▶ **Passage to read**:
— begin —

For Was, working on 'Exile' brought him full circle to his own youth. As the performer and producer tells Spinner, hearing 'Exile' as a University of Michigan student in 1972 helped him decide to drop out of college. Was talked with Spinner about why the album played such a big role in his life, the emotional experience of being in the studio with Bonnie Raitt in the recording of 'I Can't Make You Love Me' and why, even after working with Bob Dylan, the Bard is still enigmatic.


You just interviewed the Stones for Sirius satellite radio. Knowing the band so well, how did you decide on what to ask Mick, Keith and Charlie as a journalist?

Well, first of all, I know the answers already to the main questions [laughs]. So we really didn't talk about 'Exile' all that much because over the years I asked them every possible question [laughs]. [But] people should ask them more about their songwriting. I think their lyric writing is so important, especially on 'Exile.' They leave space in these songs for everybody to project their own inner life onto the song, and that's why I think 'Exile' is kind of timeless. Like 'Tumbling Dice,' you sort of know what he's talking about, but, man, whatever's going on in your life you can find a way to make 'Tumbling Dice' apply to you.

I'm sure as a fan, 'Exile' had meaning to you long before you worked on the reissue.

— end —

▶ **Record list**:
— begin —

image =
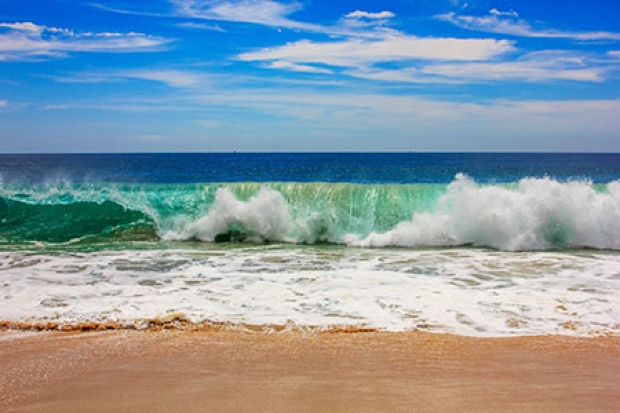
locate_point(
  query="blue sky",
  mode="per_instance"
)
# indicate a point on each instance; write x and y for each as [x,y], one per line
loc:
[271,75]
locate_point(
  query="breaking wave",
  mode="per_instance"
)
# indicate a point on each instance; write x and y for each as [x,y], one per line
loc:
[531,214]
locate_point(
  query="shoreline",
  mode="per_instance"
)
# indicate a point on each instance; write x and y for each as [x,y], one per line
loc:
[226,370]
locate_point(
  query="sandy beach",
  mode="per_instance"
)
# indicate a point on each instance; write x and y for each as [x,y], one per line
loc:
[236,371]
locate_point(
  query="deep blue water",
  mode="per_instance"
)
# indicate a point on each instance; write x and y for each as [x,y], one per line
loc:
[371,168]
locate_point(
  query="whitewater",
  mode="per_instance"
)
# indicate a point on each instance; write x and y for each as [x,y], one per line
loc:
[485,257]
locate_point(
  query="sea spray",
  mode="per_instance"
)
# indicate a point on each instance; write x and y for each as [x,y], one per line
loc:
[536,214]
[530,214]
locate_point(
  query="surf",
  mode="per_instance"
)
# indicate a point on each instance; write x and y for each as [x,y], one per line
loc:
[531,214]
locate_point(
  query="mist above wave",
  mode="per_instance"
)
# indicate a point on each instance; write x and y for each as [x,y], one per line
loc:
[531,214]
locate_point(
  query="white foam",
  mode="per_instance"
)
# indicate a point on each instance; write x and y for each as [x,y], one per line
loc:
[265,216]
[463,291]
[537,214]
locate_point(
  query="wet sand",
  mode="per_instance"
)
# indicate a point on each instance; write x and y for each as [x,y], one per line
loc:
[233,371]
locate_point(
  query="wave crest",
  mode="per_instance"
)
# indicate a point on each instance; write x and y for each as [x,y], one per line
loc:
[536,214]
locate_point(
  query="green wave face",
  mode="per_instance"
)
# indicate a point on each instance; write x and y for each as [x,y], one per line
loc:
[316,212]
[529,214]
[59,223]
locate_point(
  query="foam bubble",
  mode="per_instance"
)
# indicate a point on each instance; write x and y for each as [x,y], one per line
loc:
[536,214]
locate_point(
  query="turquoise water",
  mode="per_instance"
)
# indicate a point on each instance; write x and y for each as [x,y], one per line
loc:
[475,244]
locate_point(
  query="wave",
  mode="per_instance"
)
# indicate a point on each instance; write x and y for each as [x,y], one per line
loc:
[527,215]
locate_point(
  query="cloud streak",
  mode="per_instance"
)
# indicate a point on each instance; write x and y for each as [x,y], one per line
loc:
[392,48]
[508,23]
[28,41]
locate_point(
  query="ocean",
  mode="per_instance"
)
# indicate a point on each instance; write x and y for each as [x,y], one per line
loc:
[481,244]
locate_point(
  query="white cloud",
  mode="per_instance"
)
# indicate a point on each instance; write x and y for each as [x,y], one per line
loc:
[534,67]
[392,48]
[510,13]
[201,26]
[280,64]
[174,78]
[170,77]
[496,23]
[26,41]
[264,12]
[358,14]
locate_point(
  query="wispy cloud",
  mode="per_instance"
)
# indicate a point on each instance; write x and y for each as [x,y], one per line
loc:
[508,23]
[201,26]
[26,41]
[280,64]
[532,67]
[264,12]
[359,14]
[356,52]
[269,13]
[171,77]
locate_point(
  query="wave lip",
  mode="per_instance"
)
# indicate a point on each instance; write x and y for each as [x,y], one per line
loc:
[536,214]
[532,214]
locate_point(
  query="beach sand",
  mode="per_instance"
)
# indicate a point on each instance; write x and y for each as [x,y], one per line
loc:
[235,371]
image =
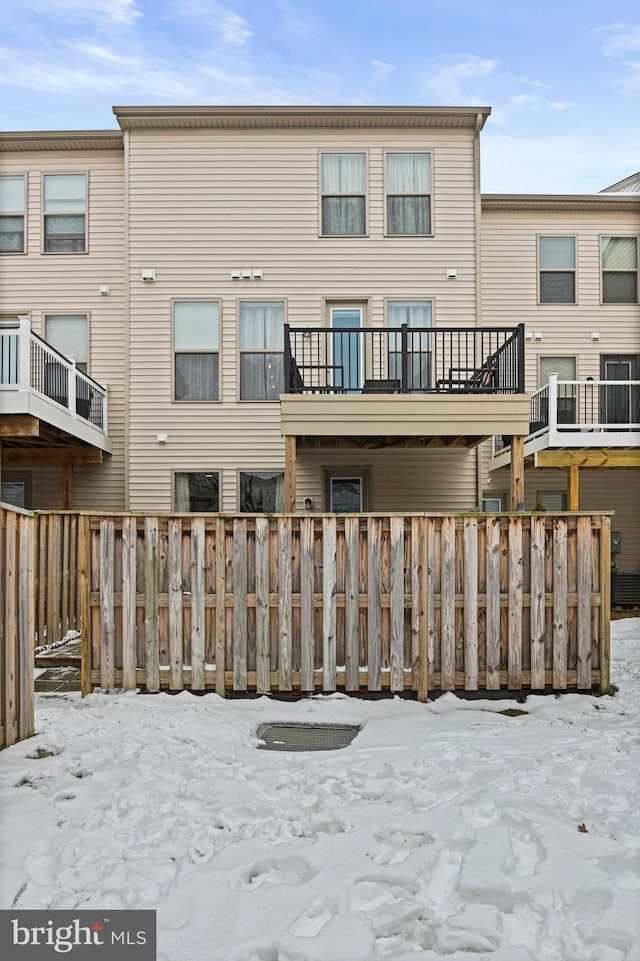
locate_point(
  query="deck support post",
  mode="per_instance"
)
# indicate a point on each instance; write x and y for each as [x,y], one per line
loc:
[517,472]
[290,474]
[67,486]
[573,488]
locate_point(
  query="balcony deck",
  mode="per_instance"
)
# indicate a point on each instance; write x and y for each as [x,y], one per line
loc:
[592,422]
[380,386]
[46,402]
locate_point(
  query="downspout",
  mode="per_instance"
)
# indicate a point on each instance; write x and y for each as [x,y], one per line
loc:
[127,329]
[478,259]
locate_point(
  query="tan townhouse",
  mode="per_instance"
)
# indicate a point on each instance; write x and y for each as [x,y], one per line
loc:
[311,308]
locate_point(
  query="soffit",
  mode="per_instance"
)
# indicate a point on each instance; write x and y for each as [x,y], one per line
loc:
[61,140]
[238,118]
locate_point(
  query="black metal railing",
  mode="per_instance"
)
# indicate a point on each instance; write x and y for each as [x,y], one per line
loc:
[404,360]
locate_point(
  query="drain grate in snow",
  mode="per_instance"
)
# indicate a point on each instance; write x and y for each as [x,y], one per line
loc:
[306,737]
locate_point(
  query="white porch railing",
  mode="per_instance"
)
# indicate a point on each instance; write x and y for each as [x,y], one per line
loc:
[579,413]
[29,367]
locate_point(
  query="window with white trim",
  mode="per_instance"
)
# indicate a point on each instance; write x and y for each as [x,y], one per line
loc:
[415,314]
[69,335]
[619,270]
[408,190]
[65,210]
[12,204]
[195,349]
[557,263]
[261,349]
[343,187]
[196,492]
[261,492]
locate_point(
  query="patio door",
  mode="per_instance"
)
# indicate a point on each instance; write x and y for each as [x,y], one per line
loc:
[621,403]
[346,348]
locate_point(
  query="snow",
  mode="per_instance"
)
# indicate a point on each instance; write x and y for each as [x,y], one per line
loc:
[444,831]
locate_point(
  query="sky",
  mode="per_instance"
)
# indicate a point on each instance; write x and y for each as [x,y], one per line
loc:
[445,831]
[562,78]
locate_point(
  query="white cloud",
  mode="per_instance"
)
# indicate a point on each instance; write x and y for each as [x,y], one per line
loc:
[120,12]
[455,82]
[206,15]
[623,39]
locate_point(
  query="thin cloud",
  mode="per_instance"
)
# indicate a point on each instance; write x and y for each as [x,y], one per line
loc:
[455,82]
[118,12]
[206,15]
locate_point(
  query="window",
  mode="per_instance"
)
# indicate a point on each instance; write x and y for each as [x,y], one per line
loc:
[619,270]
[261,493]
[196,492]
[195,345]
[68,334]
[65,207]
[557,262]
[261,350]
[413,313]
[551,500]
[343,184]
[408,193]
[12,215]
[565,368]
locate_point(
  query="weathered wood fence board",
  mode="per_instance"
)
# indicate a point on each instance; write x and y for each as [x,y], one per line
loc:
[17,624]
[317,603]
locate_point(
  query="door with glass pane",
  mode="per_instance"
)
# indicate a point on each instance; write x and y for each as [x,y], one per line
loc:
[621,401]
[346,349]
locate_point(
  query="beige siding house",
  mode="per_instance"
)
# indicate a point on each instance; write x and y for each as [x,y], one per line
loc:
[310,309]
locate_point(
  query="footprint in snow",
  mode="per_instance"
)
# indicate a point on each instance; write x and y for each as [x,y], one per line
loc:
[396,846]
[271,871]
[313,920]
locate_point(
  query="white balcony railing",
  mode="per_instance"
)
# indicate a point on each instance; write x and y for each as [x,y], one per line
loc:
[581,413]
[35,378]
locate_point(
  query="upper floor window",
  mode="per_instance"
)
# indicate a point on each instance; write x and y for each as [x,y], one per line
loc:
[196,347]
[12,215]
[557,262]
[619,270]
[261,350]
[344,187]
[69,335]
[65,209]
[408,185]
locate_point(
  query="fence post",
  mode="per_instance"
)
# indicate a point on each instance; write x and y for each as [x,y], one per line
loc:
[84,605]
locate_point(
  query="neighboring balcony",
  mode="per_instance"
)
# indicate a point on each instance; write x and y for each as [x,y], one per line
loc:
[45,400]
[590,416]
[437,386]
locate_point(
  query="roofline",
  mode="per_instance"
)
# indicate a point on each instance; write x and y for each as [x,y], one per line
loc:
[602,201]
[149,117]
[61,140]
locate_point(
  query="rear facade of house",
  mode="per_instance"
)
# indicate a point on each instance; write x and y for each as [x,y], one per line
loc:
[265,309]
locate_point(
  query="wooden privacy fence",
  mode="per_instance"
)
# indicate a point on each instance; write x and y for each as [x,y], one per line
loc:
[356,603]
[17,625]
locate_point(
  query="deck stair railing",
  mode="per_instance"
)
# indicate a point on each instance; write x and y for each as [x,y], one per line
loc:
[28,363]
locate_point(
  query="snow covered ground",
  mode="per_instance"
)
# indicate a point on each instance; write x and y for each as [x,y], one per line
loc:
[445,830]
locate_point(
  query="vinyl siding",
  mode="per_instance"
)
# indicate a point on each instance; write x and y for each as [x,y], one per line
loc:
[40,284]
[203,203]
[510,294]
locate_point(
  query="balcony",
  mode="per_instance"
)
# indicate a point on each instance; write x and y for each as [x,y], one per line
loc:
[45,400]
[379,386]
[589,416]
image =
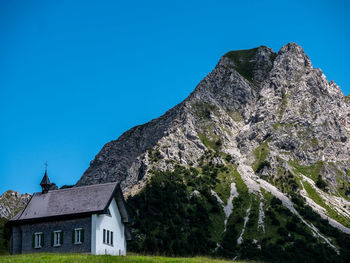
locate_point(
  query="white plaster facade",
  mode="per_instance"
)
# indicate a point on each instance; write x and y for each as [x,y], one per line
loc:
[111,223]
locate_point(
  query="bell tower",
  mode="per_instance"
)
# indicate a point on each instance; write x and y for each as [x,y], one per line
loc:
[45,182]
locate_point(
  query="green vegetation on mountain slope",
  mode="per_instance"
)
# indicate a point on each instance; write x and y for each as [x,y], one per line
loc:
[177,215]
[80,258]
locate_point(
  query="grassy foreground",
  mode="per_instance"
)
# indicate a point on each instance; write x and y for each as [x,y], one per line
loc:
[79,258]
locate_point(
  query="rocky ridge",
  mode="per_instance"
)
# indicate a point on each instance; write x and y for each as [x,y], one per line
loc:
[282,122]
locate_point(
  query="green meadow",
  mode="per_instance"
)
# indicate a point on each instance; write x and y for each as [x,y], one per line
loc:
[80,258]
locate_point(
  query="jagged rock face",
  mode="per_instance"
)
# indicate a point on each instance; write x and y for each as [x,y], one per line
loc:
[252,98]
[11,202]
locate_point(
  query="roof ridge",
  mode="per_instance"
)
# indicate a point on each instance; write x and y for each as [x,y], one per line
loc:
[84,186]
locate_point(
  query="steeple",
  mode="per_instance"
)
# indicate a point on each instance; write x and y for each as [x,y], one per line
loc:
[45,182]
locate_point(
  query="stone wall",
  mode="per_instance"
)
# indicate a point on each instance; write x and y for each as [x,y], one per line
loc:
[24,234]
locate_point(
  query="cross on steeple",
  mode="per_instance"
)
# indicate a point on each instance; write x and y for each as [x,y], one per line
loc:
[45,182]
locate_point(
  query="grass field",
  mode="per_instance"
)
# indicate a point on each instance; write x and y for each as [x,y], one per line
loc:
[79,258]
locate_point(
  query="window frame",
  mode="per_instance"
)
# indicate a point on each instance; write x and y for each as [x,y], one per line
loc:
[78,236]
[107,237]
[37,239]
[57,237]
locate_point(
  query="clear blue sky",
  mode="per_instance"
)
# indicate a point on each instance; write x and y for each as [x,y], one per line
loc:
[76,74]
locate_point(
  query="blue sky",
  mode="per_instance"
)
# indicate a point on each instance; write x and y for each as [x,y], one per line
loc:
[75,75]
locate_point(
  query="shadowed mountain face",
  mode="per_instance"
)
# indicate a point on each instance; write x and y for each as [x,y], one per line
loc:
[270,127]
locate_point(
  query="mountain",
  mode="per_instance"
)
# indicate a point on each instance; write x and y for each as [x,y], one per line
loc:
[253,164]
[261,145]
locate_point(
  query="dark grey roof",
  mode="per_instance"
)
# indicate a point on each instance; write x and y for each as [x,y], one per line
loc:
[45,180]
[73,201]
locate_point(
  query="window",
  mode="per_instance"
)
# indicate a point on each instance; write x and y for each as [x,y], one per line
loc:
[108,237]
[57,238]
[38,240]
[78,236]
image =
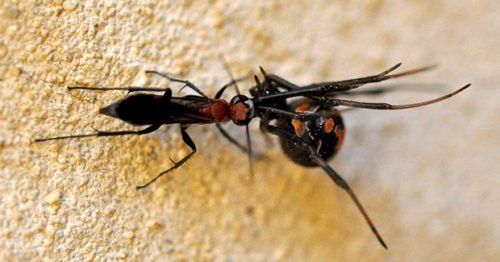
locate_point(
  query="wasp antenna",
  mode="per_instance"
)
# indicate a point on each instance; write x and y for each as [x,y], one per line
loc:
[263,71]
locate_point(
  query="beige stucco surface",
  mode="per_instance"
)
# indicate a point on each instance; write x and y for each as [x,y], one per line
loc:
[429,177]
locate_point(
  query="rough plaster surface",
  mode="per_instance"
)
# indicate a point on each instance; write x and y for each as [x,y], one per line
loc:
[428,177]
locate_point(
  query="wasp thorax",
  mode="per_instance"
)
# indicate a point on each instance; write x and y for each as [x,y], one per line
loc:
[241,110]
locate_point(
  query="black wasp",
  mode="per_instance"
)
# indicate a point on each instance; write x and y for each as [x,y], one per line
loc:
[310,128]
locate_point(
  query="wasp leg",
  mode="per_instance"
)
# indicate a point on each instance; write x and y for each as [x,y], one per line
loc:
[147,130]
[128,88]
[330,171]
[385,106]
[188,141]
[185,82]
[344,85]
[230,138]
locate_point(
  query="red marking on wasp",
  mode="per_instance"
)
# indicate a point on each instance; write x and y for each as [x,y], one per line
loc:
[298,126]
[340,134]
[302,108]
[218,110]
[329,124]
[239,111]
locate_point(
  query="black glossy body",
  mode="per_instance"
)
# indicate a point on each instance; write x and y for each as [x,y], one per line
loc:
[148,109]
[324,133]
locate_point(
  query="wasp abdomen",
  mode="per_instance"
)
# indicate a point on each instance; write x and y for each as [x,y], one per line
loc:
[325,133]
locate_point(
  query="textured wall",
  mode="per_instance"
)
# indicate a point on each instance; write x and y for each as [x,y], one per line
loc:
[428,177]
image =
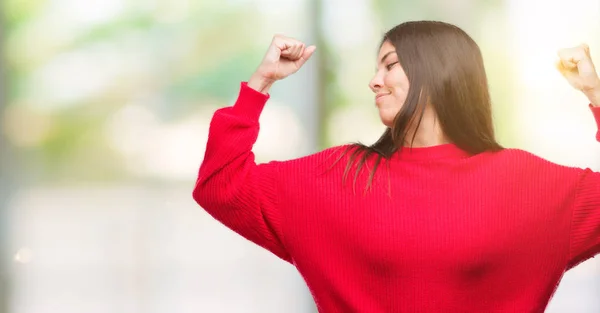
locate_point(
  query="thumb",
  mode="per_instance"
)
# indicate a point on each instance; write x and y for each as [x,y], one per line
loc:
[308,52]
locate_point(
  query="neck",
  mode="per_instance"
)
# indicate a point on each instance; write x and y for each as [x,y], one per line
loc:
[428,134]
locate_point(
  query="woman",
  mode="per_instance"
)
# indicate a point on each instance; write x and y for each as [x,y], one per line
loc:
[446,221]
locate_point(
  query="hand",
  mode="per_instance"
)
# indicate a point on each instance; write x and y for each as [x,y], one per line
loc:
[284,57]
[577,67]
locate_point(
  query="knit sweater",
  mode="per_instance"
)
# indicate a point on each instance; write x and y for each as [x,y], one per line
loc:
[439,230]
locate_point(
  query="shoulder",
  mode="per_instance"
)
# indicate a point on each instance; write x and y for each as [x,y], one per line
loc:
[315,161]
[527,163]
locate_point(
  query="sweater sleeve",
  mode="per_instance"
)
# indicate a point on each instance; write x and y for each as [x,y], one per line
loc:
[596,112]
[585,227]
[231,187]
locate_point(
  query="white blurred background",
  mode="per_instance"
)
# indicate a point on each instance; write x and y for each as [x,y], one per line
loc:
[104,114]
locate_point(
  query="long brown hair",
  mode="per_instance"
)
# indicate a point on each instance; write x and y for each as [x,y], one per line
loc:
[444,67]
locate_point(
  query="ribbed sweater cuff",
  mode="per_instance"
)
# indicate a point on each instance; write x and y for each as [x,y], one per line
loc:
[250,102]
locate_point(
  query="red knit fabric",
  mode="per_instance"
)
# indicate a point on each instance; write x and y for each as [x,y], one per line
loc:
[439,231]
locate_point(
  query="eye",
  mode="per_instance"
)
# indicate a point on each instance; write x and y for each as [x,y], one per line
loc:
[389,66]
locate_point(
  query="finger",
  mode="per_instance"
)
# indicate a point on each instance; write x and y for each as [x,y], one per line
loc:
[306,54]
[573,55]
[299,51]
[568,64]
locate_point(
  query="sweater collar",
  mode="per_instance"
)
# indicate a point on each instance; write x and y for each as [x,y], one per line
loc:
[444,151]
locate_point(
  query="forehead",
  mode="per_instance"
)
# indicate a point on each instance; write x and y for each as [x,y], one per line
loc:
[386,48]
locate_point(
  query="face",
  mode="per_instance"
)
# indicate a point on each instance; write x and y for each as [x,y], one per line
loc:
[390,84]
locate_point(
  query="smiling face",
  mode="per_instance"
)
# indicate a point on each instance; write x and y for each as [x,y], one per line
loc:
[390,84]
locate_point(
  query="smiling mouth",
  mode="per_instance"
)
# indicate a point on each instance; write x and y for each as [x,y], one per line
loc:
[378,97]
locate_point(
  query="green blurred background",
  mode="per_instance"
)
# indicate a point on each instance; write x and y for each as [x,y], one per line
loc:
[104,112]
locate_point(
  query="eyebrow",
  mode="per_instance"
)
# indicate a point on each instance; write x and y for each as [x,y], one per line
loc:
[385,56]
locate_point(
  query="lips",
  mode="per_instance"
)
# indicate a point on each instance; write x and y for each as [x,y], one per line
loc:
[380,96]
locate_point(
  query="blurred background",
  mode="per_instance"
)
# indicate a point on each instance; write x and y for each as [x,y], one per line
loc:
[104,115]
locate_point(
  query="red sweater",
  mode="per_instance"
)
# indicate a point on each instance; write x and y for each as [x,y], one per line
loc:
[440,231]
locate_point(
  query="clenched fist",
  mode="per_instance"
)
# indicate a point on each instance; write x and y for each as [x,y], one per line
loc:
[577,67]
[285,56]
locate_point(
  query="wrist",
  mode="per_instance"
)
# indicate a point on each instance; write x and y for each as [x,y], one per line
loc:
[260,84]
[594,97]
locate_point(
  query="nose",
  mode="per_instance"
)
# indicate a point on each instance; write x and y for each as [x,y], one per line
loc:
[376,83]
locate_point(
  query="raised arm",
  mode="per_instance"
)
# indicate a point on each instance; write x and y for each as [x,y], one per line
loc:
[577,67]
[231,187]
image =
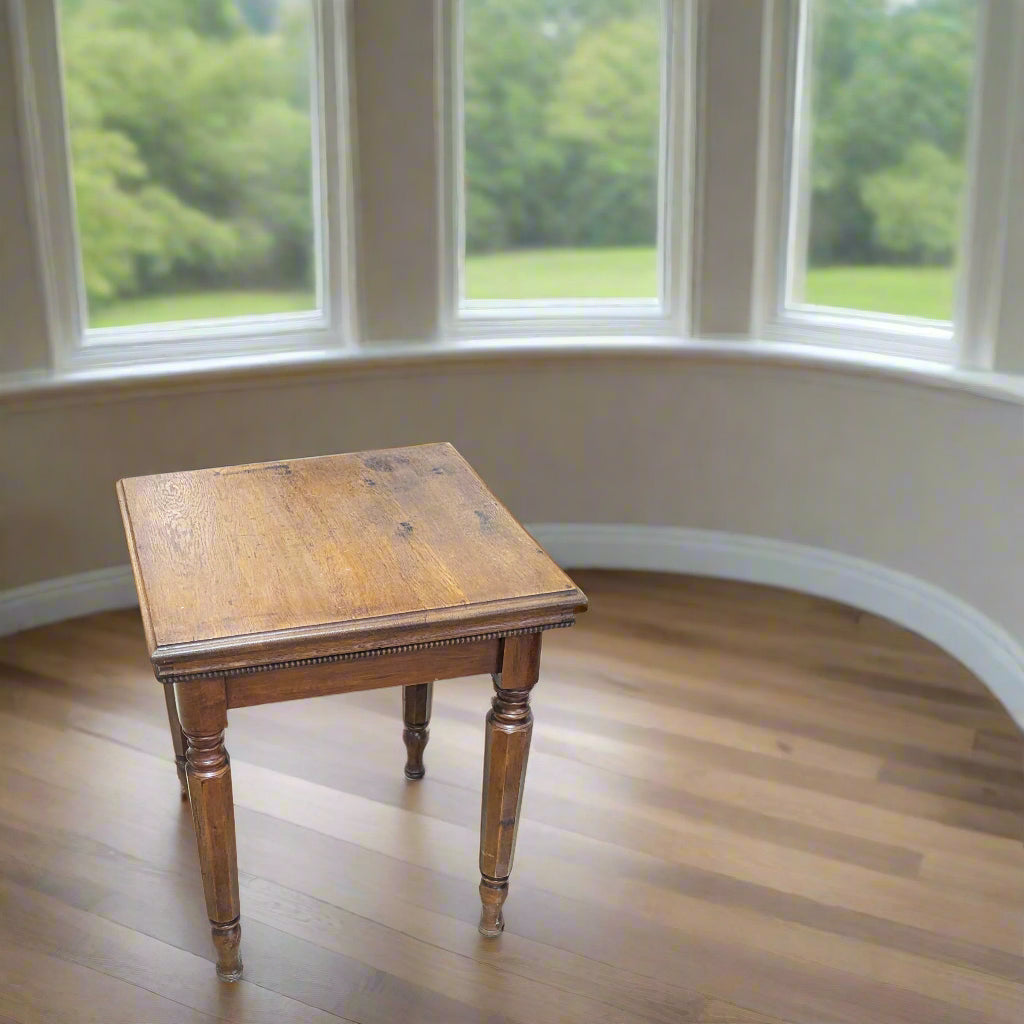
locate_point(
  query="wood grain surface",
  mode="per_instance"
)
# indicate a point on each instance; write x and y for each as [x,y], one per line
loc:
[316,556]
[743,805]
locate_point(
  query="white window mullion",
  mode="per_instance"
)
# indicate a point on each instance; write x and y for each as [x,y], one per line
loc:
[988,326]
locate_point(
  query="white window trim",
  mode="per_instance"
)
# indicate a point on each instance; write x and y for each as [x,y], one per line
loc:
[772,317]
[47,165]
[667,315]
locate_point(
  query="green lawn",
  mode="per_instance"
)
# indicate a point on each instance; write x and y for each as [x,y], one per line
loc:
[198,305]
[632,272]
[559,273]
[912,291]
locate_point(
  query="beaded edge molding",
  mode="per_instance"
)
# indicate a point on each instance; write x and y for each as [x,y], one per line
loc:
[355,655]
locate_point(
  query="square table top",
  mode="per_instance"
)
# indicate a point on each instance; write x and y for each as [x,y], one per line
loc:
[287,561]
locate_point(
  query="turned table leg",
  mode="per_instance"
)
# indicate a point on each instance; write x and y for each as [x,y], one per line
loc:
[203,709]
[416,712]
[177,738]
[509,726]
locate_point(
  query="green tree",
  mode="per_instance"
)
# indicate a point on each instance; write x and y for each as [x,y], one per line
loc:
[605,113]
[915,205]
[190,145]
[886,78]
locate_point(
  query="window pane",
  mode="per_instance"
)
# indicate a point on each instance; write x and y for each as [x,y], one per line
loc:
[562,118]
[192,157]
[878,209]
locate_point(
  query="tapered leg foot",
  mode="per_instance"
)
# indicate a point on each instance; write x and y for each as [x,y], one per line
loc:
[492,897]
[509,726]
[416,701]
[225,940]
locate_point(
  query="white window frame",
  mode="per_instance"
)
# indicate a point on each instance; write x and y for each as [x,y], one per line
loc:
[47,159]
[668,314]
[780,176]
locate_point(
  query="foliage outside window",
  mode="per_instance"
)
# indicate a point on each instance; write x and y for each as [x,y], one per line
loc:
[192,157]
[562,126]
[881,197]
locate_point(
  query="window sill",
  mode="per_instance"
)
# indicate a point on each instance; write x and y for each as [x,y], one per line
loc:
[29,387]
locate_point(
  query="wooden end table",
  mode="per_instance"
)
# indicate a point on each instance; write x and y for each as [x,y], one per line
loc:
[287,580]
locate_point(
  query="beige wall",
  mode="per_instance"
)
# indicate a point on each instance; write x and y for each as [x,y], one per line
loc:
[914,478]
[921,480]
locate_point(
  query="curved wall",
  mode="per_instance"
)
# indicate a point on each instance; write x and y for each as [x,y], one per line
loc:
[920,480]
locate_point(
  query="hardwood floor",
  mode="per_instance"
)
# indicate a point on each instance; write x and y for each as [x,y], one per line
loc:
[742,805]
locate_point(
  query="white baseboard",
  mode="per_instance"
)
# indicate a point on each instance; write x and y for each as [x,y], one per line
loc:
[66,597]
[986,648]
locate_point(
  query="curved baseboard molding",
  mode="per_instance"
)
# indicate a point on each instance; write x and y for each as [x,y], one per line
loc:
[985,647]
[65,597]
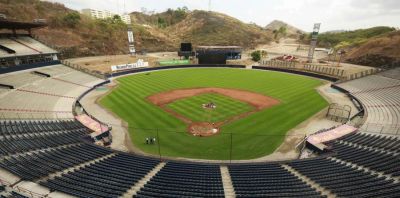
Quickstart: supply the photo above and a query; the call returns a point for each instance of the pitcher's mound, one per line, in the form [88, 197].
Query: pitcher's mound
[203, 129]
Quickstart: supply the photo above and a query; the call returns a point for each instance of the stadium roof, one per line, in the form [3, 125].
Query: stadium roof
[15, 25]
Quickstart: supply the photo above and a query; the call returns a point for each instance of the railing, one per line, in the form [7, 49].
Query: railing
[35, 116]
[339, 73]
[84, 70]
[381, 128]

— end —

▶ **Tasks**:
(1) Decide whether each statement agrees with the interview about 'Exile'. Answer yes or no for each, and quote the words of the interview that settle it.
(a) Was heard 'Exile' while he was a University of Michigan student in 1972.
(b) In the Sirius satellite radio interview, Was and the Stones talked about 'Exile' at length.
(c) Was believes people should ask the Stones more about their songwriting.
(2) Extend the interview about 'Exile' past its last line.

▶ **Expected outputs**:
(1)
(a) Yes: "hearing 'Exile' as a University of Michigan student in 1972 helped him decide to drop out of college."
(b) No: "So we really didn't talk about 'Exile' all that much"
(c) Yes: "people should ask them more about their songwriting."

(2)
It means a great deal. In 1972, I was attending the University of Michigan, which was a hotbed of radicalism; it was the birthplace of the SDS [Students for Democratic Society] and the Weathermen, and all this Vietnam stuff was going on and there was a prevailing sense that the system could not be changed from within, like everyone was promoting in the '60s. It either had to be blown up or you had to get the hell out. And I saw 'Exile' as encouragement to get the hell out, to drop out and to start your own lifestyle someplace. To me, with these guys going to the south of France, just from these pictures you'd see of this dingy basement and the kind of flora that was around there, it looked like they were in the jungle. It was like 'Heart of Darkness' and 'Lord of the Flies,' these guys with bread and girls just leaving everything and going off to the end of the world and making rock 'n' roll -- that's a pretty appealing message to a 20-year-old [laughs].

So did you run off to the South of France?

I ran off to Clawson, Michigan [laughs], picked up a waitress.

So did you actually drop out of school?

I did drop out of school.

Because of 'Exile on Main Street'?

Well, that would be strong. I like it, it's good poetry, but it certainly was a factor, yeah. There was a mindset that led to me dropping out of school, taking my chances with the [Vietnam] draft -- I had a low lottery number.

Did your parents always hate the Stones after that?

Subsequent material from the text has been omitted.